Records supplied |
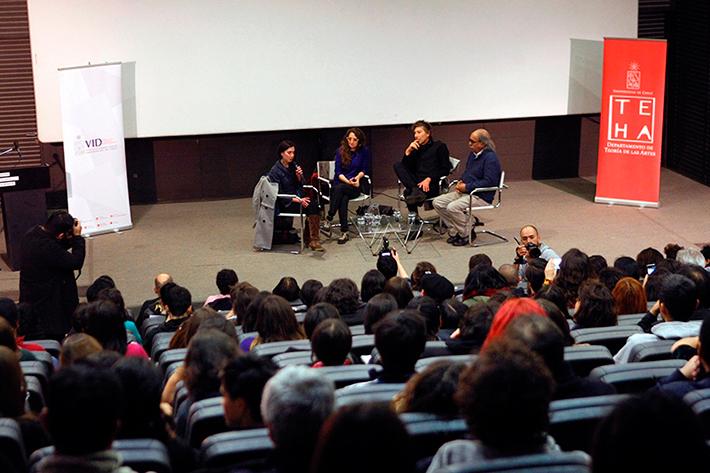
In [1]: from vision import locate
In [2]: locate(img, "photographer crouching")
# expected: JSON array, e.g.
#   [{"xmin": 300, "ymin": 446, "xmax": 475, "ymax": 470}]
[{"xmin": 513, "ymin": 225, "xmax": 559, "ymax": 287}]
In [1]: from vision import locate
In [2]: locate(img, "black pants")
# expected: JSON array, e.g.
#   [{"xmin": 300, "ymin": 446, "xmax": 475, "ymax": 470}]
[
  {"xmin": 328, "ymin": 182, "xmax": 362, "ymax": 232},
  {"xmin": 394, "ymin": 161, "xmax": 439, "ymax": 211}
]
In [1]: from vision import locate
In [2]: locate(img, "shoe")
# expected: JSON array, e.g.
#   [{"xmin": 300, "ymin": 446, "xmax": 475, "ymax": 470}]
[{"xmin": 452, "ymin": 237, "xmax": 468, "ymax": 246}]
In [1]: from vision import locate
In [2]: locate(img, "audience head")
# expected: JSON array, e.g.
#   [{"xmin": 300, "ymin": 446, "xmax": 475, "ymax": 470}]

Task |
Lay out all the lines above as a Markdown table with the columns "Row" for a running number and "Text" for the line itself, skipping any blank lines. Leave the pictures out of the table.

Expected answer |
| Row | Text |
|---|---|
| 1 | In [1]: from vision import locate |
| 2 | In [2]: locate(img, "photographer crouching") |
| 3 | # expected: JSON array, e.g. |
| 4 | #   [{"xmin": 300, "ymin": 446, "xmax": 475, "ymax": 470}] |
| 5 | [{"xmin": 513, "ymin": 225, "xmax": 559, "ymax": 287}] |
| 6 | In [1]: from vision import locate |
| 7 | In [2]: locate(img, "black pants") |
| 8 | # expected: JSON array, e.g. |
| 9 | #   [{"xmin": 300, "ymin": 446, "xmax": 475, "ymax": 470}] |
| 10 | [ |
| 11 |   {"xmin": 328, "ymin": 182, "xmax": 362, "ymax": 232}, |
| 12 |   {"xmin": 394, "ymin": 161, "xmax": 439, "ymax": 211} |
| 13 | ] |
| 14 | In [1]: from vision import locate |
| 15 | In [2]: locate(img, "shoe") |
| 16 | # expected: JSON array, e.g. |
| 17 | #   [{"xmin": 300, "ymin": 446, "xmax": 475, "ymax": 470}] |
| 18 | [{"xmin": 452, "ymin": 237, "xmax": 468, "ymax": 246}] |
| 19 | In [1]: from vision import locate |
| 20 | In [2]: locate(img, "audience head") |
| 21 | # expected: JSON array, e.g. |
| 22 | #   [{"xmin": 300, "ymin": 446, "xmax": 475, "ymax": 470}] |